## Source extract
^^^^^^^^^^^^^^^^

# 1745 tube length for butterfly



## plinker45 (Jun 30, 2013)

hi all ive just bought some 1745 tubes. what id like to know is what length do i need to cut the tubes for tapered butterfly ? also when tapering tubes how far back do you fold back the tubes? last question whats the best method for tying tubes cotton or strips of tb.many thanks guys (and gals).


----------



## Henry the Hermit (Jun 2, 2010)

Get a piece of string and measure your butterfly draw. Divide that number by 5. That will be the finished relaxed length of your tube set. Multiply that number by 1.5 and add 1/2 inch to allow tying the pouch. Then refer to this tutorial I made about tying pseudo tapers. I need to redo it to show the 1745 sleeve I now use at the join point.

http://oldpeddler.com/biombos/bandset-1842/index.html

Everything (almost) you ever wanted to know about Chinese tubes.

http://slingshotforum.com/topic/13242-testing-chinese-tubes/


----------



## plinker45 (Jun 30, 2013)

Henry in Panama said:


> Get a piece of string and measure your butterfly draw. Divide that number by 5. That will be the finished relaxed length of your tube set. Multiply that number by 1.5 and add 1/2 inch to allow tying the pouch. Then refer to this tutorial I made about tying pseudo tapers. I need to redo it to show the 1745 sleeve I now use at the join point.
> 
> http://oldpeddler.com/biombos/bandset-1842/index.html
> 
> ...


i,ll do that thanks


----------

^^^^^^^^^^^^^^^^

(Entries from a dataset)
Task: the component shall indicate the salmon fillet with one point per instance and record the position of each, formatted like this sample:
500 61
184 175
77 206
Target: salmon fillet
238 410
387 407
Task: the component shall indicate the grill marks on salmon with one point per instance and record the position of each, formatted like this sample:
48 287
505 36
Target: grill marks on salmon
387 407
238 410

^^^^^^^^^^^^^^^^

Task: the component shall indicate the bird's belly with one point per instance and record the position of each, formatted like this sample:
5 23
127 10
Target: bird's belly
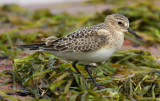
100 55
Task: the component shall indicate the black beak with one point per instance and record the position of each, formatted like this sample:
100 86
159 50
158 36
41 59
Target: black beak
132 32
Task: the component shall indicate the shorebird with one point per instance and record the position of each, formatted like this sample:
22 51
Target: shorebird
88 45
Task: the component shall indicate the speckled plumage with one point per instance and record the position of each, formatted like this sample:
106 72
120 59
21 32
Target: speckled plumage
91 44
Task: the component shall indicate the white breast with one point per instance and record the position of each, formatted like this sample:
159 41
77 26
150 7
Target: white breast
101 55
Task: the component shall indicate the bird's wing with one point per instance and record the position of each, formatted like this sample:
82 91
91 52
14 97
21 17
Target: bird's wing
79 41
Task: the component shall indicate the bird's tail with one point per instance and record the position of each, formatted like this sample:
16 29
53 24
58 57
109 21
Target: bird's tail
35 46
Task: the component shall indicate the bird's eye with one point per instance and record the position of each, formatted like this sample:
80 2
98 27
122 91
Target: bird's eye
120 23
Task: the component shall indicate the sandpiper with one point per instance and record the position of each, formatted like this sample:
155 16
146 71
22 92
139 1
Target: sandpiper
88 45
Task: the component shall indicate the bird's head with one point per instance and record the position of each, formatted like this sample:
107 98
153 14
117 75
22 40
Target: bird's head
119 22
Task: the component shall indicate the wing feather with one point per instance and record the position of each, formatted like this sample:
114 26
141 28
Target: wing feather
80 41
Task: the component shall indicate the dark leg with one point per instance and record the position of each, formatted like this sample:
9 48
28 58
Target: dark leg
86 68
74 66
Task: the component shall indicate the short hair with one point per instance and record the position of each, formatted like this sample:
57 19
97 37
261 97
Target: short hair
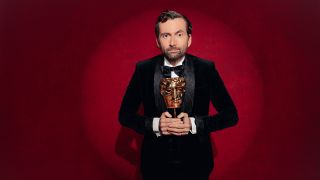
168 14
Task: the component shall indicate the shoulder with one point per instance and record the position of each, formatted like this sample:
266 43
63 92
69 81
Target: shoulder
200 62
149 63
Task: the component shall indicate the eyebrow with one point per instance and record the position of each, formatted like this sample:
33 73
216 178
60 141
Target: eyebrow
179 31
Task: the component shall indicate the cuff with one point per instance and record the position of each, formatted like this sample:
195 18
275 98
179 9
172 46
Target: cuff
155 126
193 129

^^^^^^^^^^^^^^^^

## What is needed
In the forum thread about cutting tubes, write out everything word for word from "hi all ive just" down to "(Jun 2, 2010)".

## Finished answer
hi all ive just bought some 1745 tubes. what id like to know is what length do i need to cut the tubes for tapered butterfly ? also when tapering tubes how far back do you fold back the tubes? last question whats the best method for tying tubes cotton or strips of tb.many thanks guys (and gals).


----------



## Henry the Hermit (Jun 2, 2010)